* **YOUR OBJECTIVE**
Retype the whole listing, character for character.

* **MATERIAL SHOWN**
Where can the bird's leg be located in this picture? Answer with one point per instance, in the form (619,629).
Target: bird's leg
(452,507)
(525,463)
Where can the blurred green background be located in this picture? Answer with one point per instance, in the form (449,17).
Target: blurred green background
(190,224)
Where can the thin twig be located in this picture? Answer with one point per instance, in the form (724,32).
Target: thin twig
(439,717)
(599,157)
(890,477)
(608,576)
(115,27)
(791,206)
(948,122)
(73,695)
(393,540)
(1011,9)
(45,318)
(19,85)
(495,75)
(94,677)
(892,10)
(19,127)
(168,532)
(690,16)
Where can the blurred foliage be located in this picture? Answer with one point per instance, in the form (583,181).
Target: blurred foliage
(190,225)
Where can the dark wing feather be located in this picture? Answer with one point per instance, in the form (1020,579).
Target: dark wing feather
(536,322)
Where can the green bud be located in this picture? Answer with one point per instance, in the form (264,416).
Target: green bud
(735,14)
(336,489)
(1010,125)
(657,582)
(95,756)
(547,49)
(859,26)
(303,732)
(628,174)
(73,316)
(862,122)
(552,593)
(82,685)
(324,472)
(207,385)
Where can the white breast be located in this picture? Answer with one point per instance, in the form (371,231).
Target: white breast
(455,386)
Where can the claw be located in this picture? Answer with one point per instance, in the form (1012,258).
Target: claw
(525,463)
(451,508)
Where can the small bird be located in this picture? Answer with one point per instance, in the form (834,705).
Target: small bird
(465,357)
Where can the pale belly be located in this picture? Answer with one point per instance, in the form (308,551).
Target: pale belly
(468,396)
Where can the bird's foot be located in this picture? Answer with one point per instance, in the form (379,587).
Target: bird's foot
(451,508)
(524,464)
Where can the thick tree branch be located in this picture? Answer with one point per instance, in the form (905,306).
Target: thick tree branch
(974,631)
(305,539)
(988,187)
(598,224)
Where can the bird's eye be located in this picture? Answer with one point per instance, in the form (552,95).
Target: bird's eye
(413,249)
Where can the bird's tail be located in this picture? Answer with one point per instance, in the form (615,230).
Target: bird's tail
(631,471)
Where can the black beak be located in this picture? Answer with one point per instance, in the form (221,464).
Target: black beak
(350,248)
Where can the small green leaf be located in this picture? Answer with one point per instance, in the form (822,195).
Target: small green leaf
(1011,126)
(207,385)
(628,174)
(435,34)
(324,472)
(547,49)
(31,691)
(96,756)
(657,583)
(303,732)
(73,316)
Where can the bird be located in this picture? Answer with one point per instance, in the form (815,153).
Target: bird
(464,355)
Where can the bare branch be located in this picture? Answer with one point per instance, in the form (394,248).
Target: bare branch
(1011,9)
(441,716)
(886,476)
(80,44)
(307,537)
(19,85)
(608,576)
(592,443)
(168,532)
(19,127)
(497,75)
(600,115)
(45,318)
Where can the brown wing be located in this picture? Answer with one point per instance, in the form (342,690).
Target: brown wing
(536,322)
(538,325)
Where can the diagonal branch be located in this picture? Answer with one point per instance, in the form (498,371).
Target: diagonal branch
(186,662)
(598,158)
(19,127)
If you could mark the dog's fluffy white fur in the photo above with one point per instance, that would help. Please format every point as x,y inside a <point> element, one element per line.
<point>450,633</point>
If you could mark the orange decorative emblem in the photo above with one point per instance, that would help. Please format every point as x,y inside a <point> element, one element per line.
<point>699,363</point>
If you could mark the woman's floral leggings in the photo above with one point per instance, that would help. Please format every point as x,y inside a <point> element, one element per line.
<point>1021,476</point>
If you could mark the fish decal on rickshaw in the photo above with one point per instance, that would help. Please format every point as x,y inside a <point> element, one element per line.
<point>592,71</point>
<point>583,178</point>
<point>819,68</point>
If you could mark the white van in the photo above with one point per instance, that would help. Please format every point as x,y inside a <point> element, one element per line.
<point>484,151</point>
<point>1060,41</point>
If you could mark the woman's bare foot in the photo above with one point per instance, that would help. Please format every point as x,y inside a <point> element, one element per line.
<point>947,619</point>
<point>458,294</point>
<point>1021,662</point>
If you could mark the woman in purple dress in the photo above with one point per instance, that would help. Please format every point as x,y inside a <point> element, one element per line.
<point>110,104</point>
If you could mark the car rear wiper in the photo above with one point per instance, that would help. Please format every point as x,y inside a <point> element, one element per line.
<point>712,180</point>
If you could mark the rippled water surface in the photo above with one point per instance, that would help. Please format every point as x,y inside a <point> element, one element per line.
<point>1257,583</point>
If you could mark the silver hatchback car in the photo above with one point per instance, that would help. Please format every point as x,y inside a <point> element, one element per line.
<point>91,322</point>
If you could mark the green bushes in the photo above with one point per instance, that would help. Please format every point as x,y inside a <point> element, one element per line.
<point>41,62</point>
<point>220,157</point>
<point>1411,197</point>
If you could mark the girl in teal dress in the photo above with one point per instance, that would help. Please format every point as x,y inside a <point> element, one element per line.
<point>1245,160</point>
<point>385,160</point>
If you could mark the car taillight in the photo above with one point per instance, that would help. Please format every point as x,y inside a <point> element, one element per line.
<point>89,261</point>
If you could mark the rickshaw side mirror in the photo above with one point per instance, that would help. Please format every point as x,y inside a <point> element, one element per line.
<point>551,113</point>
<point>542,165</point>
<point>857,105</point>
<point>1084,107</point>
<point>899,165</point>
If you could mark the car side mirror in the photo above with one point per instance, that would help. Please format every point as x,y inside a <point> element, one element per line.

* **RESPONSE AREA**
Where can the bird's leg be located in this picture? Answer with one point per instance, in the form (619,629).
Target: bird's leg
(452,507)
(525,463)
Where can the blurred green background be located in this picture? Answer with one point per instance, in the form (449,17).
Target: blurred green background
(190,224)
Where can the thin twig be located in this picture? Answer with one point per instance, in the form (724,32).
Target: thin twig
(439,717)
(599,157)
(890,477)
(608,576)
(115,27)
(791,206)
(948,122)
(73,695)
(393,540)
(1011,9)
(45,318)
(19,85)
(495,75)
(94,677)
(892,10)
(19,127)
(168,532)
(690,16)
Where can the blurred foliage be located in this picture? Answer with one point per instance, in the form (583,181).
Target: blurred foliage
(190,225)
Where can the dark wing feather be located in this picture? Answer with one point per instance, in the form (1020,579).
Target: dark wing feather
(536,322)
Where can the green bud be located in this picture? Answer with one point per instance, in the form (264,416).
Target: green bud
(735,14)
(336,489)
(1010,125)
(657,582)
(95,756)
(547,49)
(859,26)
(303,732)
(628,174)
(73,316)
(862,122)
(552,593)
(82,685)
(324,472)
(207,385)
Where can the white breast be located in this picture? Answer with one point per instance, in the form (371,231).
Target: white breast
(455,386)
Where can the claw be located in this picture? Answer with one point per instance, in the form (1012,258).
Target: claw
(525,463)
(451,508)
Where can the small bird be located in this picture? Answer with one point per instance, in the form (834,705).
Target: small bird
(465,357)
Where can the pale belly be located in this picture? Answer with one point per instance, in the form (308,551).
Target: pale belly
(468,396)
Where can the bird's foot be located in this picture? Answer with one point per instance, in the form (379,587).
Target: bird's foot
(451,508)
(524,464)
Where can the thick tree branch be located in this picture? Answer with one point per instance, in the form (905,306).
Target: thick tree branch
(974,631)
(305,539)
(988,187)
(598,224)
Where can the bird's eye be located in this picture? Answer with one point per instance, in the form (552,95).
Target: bird's eye
(413,249)
Where can the bird's tail be located in this picture? Answer with one point per instance, in the form (615,230).
Target: bird's tail
(631,471)
Where can the black beak be located in this picture? Answer with one point per instance, in the form (221,464).
Target: black beak
(350,248)
Where can the small green leaf be located in this picture? Answer with one point per instance, in the form (822,195).
Target: small green leaf
(1011,126)
(207,385)
(628,174)
(435,34)
(324,472)
(547,49)
(31,691)
(96,756)
(657,583)
(303,732)
(73,316)
Where can the bird be located in this picture? Answer with one point per instance, in the form (815,153).
Target: bird
(464,355)
Where can the bare branch be located in this picture? Answer with one point per instance, in the form (394,248).
Target: bare branch
(1011,9)
(441,716)
(886,476)
(80,44)
(307,537)
(19,85)
(608,576)
(592,443)
(168,532)
(19,127)
(497,75)
(600,115)
(45,318)
Where can the brown wing be located in this picture? Answer with one point per instance, in the form (342,690).
Target: brown wing
(536,322)
(538,325)
Where can the diagonal branch be located in this picture? Answer with one point per instance, in the form (498,371).
Target: diagonal branch
(186,662)
(598,158)
(19,127)
If you could mark the dog's fluffy white fur in the photo above with one point per instance, that would help. Please format every point as x,y inside a <point> element, one element per line.
<point>450,633</point>
If you could mark the orange decorative emblem in the photo above with one point per instance, that would help. Please format every point as x,y inside a <point> element, one element per line.
<point>699,363</point>
If you could mark the woman's floral leggings in the photo above with one point per instance, that would help. Please format every point as x,y inside a <point> element, one element per line.
<point>1021,476</point>
If you could mark the fish decal on rickshaw in the photo above with one point per instance, that would help. Please format every point as x,y inside a <point> element, one element per line.
<point>592,71</point>
<point>583,178</point>
<point>819,68</point>
If you could mark the white van in the photo above with one point per instance, that would help. Please format every point as x,y inside a <point> element, one element per line.
<point>484,151</point>
<point>1060,41</point>
If you could mark the woman's bare foot in the photo above with one point per instance, that would help. Please format every point as x,y inside a <point> element, one element per line.
<point>947,619</point>
<point>458,294</point>
<point>1021,662</point>
If you could mark the woman in purple dress in the photo above with one point per instance, that would help. Please format every point as x,y inside a <point> element, one element per line.
<point>110,104</point>
If you could mark the car rear wiper in the photo above with one point per instance, that would help. Please format every point as x,y inside a <point> element, one element per line.
<point>712,180</point>
If you could mark the rippled water surface in the photo above with one point per instance, that would help. Please format every point as x,y inside a <point> element, one element per line.
<point>1257,583</point>
If you could mark the silver hatchback car in the photo above with one point per instance, that would help. Please format every point as x,y inside a <point> element, one element per line.
<point>91,322</point>
If you could mark the green bushes in the photo above with one point per instance, that would help. Please format every point as x,y inside a <point> element, one element per line.
<point>41,62</point>
<point>220,157</point>
<point>1411,197</point>
If you could mark the girl in teal dress in the photo above with one point per instance, that would help. Please format every point as x,y inside a <point> element, one element per line.
<point>1245,160</point>
<point>385,160</point>
If you could mark the car taillight in the photo above with one point per instance, that would help. Please format every point as x,y inside a <point> element, one element per line.
<point>89,261</point>
If you could mark the rickshaw side mirror in the photo above with one point per instance, that would help. Please format every point as x,y inside a <point> element, one element per line.
<point>551,113</point>
<point>542,165</point>
<point>857,105</point>
<point>1084,107</point>
<point>899,165</point>
If you could mark the car side mirror in the photo above with one point per instance, that would help. Please format every point as x,y inside a <point> element, one element per line.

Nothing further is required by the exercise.